──────── DOCUMENT TEXT ────────
1. Plan For The Unplanned

None of us wants anything bad to happen when we're out shooting. The reality though is that mild accidents are quite common and more serious accidents or injuries can occur. As a result of one of my photography partners falling through the ice into frigid waters up to her knees (she's ok!), I updated the stash of supplies I keep in my car.

Are You Prepared? by Sheen Watkins

I have 2 plastic lift top bins that include:

  • Bin 1: Emergency kit, 2 pairs of extra socks, lightweight gloves, heavy gloves, 3 large trash bags, 2 towels, wool hat, hand warmers, flashlight, sweatshirt, water-wicking pants, lightweight reflective jacket, Yak Traks, Ice Spikes
  • Bin 2: Lens cleaners, zip-lock storage bags, smaller flashlight, rain poncho, spare bottled water, spare USB/power cord, sunscreen, hats
  • In the trunk: 1 pair of waders, 1 pair of rubber knee-high boots, 1 pair of flip flops

Depending on where you live, the contents will change as you probably won't be needing ice spikes in Arizona. Since putting these bins in my SUV, they've been used either by me or other photographers on several occasions. The benefit is that many mishaps were taken care of at the car and we were able to keep shooting.

2. Keeping Your Stuff Up To Scratch ~ Accessory Care

The minute we take our gear out of the store, it is at risk. It's not something we want to think about or even keep top of mind. Having good insurance on your gear just makes sense. PPA, Professional Photographers of America (a worldwide trade association) offers camera and lens insurance with their membership. Up to $15,000 worth of coverage for a list of mishaps and theft. There are many additional benefits with this organization that boasts a membership of over 30,000 in 60 countries.





Where is the safest place to keep your gear once it is outside of the original product box? Our gear is exposed to the elements with every shoot. It is reliant on us and our ability to walk and shoot at the same time. We have to be cognizant in keeping it out of thefts way. Plus, there's normal wear and tear with normal usage. With a few routine steps and precautions, our gear will be good-to-go for each shoot.

Keeping Your Camera Bag Clean – nothing spells trouble faster than issues with your camera bag. In addition to choosing the right bag for your specific needs, it makes a difference in keeping your bag clean. A monthly wipe-down will keep dust and debris minimized and help keep your gear clean and ready-to-go.

Zip-It –  I've learned my lesson the hard way (well, my husband did as he didn't zip my bag). I've also seen other photographers lose items as a result of inconsistent zipping habits. Easy solution – keep your bag zipped. I've seen too many people forget that their bag was not zipped. Lenses, cameras, filters all fly and crash to the floor/ground. Gut-wrenching! If you make it a habit to zip your bag closed after each lens/gear removal or exchange, you'll never be faced with the uh-oh moment!

Keep it Clean – Having and using a bubble blower handy will help keep light dust particles and debris off of your lenses and filters before each shoot. Blowing debris off of your camera before changing lenses will help reduce unwanted dust from finding its way into your camera too. Investing a few minutes each month to really clean your lenses will help keep them in top shape for your next usage.

3. Camera Bag Organization

Depending on your camera body and lenses, you may have one small camera bag or a couple of bags. In addition to keeping your bags clean, organization is crucial to optimizing your time at each photoshoot.
────────
▶ _EXERCISE GOAL_: In the photography gear text, how much coverage does the camera and lens insurance that comes with PPA membership provide?
──────── STORED DATA ────────
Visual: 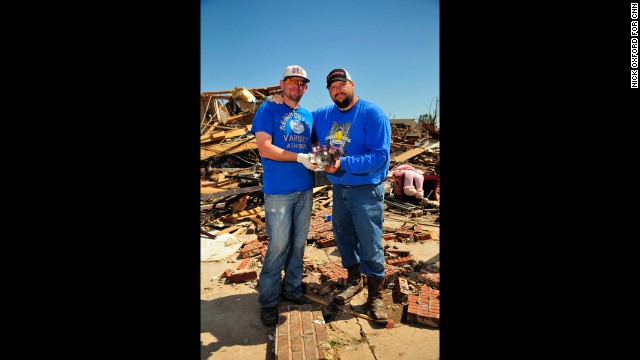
────────
▶ _RESULT OF THIS TASK_: Up to $15,000 worth of coverage for a list of mishaps and theft.